INPUT RECORDS:
** START **
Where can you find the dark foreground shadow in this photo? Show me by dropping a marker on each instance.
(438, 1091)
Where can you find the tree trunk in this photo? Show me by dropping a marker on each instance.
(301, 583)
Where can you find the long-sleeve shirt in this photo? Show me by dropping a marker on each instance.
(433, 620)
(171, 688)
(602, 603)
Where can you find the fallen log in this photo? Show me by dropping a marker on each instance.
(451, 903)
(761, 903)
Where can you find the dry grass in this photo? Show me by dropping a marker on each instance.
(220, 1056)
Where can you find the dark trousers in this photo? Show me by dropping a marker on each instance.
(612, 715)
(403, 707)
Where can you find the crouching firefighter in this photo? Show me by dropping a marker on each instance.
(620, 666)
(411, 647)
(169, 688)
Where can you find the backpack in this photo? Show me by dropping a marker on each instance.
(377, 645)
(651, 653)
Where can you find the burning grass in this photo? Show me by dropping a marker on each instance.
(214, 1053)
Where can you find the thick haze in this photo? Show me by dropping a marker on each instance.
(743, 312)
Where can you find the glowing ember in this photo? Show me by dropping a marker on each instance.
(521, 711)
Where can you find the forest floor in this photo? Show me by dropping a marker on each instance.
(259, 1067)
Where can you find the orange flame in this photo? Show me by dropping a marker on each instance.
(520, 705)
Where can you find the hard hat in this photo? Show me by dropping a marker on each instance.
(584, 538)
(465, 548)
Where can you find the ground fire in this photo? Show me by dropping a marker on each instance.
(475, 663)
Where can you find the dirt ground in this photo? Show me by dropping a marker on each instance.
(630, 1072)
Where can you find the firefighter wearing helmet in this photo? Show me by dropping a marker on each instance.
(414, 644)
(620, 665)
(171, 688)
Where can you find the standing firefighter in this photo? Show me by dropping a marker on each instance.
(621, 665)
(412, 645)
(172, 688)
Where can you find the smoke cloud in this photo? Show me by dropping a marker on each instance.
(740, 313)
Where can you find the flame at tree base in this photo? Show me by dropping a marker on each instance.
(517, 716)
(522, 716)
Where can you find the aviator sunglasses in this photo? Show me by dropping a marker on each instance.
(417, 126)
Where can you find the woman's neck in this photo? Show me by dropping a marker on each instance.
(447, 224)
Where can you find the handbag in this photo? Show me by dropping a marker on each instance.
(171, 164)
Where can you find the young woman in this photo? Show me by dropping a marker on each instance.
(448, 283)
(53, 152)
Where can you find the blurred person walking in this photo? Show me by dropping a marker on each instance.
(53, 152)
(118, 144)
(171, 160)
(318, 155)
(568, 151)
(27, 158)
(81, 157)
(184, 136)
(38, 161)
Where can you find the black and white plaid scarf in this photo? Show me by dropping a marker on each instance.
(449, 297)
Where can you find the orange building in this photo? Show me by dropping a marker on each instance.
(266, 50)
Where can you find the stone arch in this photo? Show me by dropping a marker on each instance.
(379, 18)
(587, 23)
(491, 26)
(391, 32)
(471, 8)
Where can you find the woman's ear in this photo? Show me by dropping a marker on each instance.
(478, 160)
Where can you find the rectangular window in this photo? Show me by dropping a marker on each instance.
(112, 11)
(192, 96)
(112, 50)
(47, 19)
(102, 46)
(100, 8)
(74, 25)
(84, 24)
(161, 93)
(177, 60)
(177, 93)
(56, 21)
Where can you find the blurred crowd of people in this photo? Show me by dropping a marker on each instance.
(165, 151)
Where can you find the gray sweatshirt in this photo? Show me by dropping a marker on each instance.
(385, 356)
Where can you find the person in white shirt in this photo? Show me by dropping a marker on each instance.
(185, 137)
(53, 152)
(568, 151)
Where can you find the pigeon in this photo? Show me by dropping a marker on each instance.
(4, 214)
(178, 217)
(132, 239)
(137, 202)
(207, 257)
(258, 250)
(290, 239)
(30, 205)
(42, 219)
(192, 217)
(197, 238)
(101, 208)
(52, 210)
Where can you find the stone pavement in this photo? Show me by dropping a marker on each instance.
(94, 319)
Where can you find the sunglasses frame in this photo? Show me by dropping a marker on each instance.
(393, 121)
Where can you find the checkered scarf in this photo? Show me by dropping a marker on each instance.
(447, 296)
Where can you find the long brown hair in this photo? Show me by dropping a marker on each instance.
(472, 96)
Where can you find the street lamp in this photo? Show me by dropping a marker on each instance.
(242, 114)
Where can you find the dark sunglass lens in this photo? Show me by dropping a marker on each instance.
** END **
EXERCISE:
Copy every item above line for line, with no changes.

RESPONSE:
Where can you find the dark foreground shadow in this photo? Show me by dropping a marker on each instance.
(438, 1091)
Where can you find the tree trunk in this photo? Show me by dropping a marker on each instance.
(301, 583)
Where can you find the long-sleeve shirt in this photo? Show me by dropping a marker on each instance.
(433, 620)
(171, 688)
(602, 603)
Where can you find the fallen log in this photo? Show me by dropping a marker on each instance.
(451, 903)
(761, 903)
Where can you find the dry grass in this photo? Show me by dropping a marker on each instance.
(220, 1056)
Where can you find the dark trousers in this photo? Show me by dropping a marker on each instance.
(612, 715)
(403, 707)
Where can you find the crouching firefighter in this photo? Show me by dropping a marker on each instance.
(620, 666)
(411, 647)
(169, 688)
Where can you find the backpack in this photo? Show me by dropping a marker on each instance.
(377, 645)
(651, 653)
Where can you find the burning grass in this photo? Show me by dropping a marker on each instance.
(214, 1053)
Where can you find the thick haze in this photo? Show me by dropping a marker on each instance.
(743, 312)
Where can you find the glowing ember in this photo? Show me by dropping a marker on each instance.
(521, 711)
Where can you find the forest floor in this photo? Show me by dropping a marker on each instance.
(259, 1067)
Where can you find the orange flame in this photo? Show me by dropping a marker on each instance.
(520, 705)
Where can you find the hard hat in this photo? Show me by dropping a marker on each instance.
(584, 538)
(465, 548)
Where can you find the ground fire in this photo? Show me by dropping a marker on each instance.
(475, 663)
Where can you find the dirt ground in this photo? Show me by dropping a marker on each instance.
(630, 1072)
Where can you find the firefighter wearing helmet in this photo? Show me by dropping a marker on each instance.
(414, 644)
(620, 665)
(171, 688)
Where can you find the standing firefighter in this photo? Show me by dropping a marker on each instance.
(621, 665)
(412, 645)
(172, 688)
Where can you find the smoke cloud in this photo? Show me by dropping a marker on each instance.
(740, 313)
Where can you find the flame at tree base in this photo? Show me by dropping a marker on each instance.
(517, 716)
(522, 716)
Where can you find the aviator sunglasses in this photo? Show me by dropping a marker on each instance.
(417, 126)
Where can you find the woman's neck in this photo? Show me by dropping a marker on each instance.
(447, 224)
Where can you find the handbag in this photo? Show me by dropping a marker on each instance.
(171, 164)
Where can you find the young woman in this photo? Show me by dropping a marker on each instance.
(448, 283)
(53, 152)
Where can you find the blurred person walking in this photo? Show me by dropping a marker on each instance.
(53, 152)
(118, 144)
(171, 160)
(318, 155)
(568, 151)
(27, 158)
(81, 157)
(184, 136)
(38, 161)
Where can you find the black and white plaid scarf in this photo? Show me by dropping a marker on each instance.
(449, 297)
Where can you find the orange building in this photo? Show me by dropping a marker on each instance.
(266, 50)
Where can you find the stone arch in this photo? Show me by dropping a marker on each instance.
(379, 18)
(587, 23)
(491, 26)
(391, 32)
(471, 8)
Where can you find the woman's ear in this photo? Show me by dropping a marker on each instance.
(478, 160)
Where can you find the rectangular window in this photo? Show me by dropping a marker on each instance.
(112, 11)
(192, 96)
(112, 50)
(47, 19)
(102, 46)
(100, 8)
(74, 25)
(84, 24)
(161, 93)
(177, 60)
(177, 93)
(56, 21)
Where can you find the blurred crowd of people in this photo? Show me by dropping a marker on each instance.
(165, 151)
Where can you find the gray sweatshirt in this photo? Show me by dropping a marker on each instance.
(385, 356)
Where can you find the person in white shirt in this photo? Show me by dropping a marker on each instance.
(185, 137)
(53, 152)
(568, 151)
Where can you find the pigeon in this photo? Show me by dropping a marker on each instance.
(4, 214)
(178, 217)
(132, 239)
(137, 202)
(207, 257)
(258, 250)
(290, 239)
(30, 205)
(42, 219)
(192, 217)
(197, 238)
(101, 208)
(52, 210)
Where can you find the stone pavement in this photo? Show me by dropping a marker on each instance.
(94, 319)
Where can you find the sunglasses frame in this photo? Show me by dropping a marker on each instance.
(393, 121)
Where can you find the checkered scarf in this photo? Show me by dropping a marker on each instance.
(447, 296)
Where can you find the long brown hair in this photo? Show me by dropping a marker on each instance.
(472, 96)
Where can you find the street lamp in this photo? Show me by dropping a marker on each instance.
(242, 114)
Where can you find the dark sunglass lens in this photo? Show me by dropping a marker on each instance.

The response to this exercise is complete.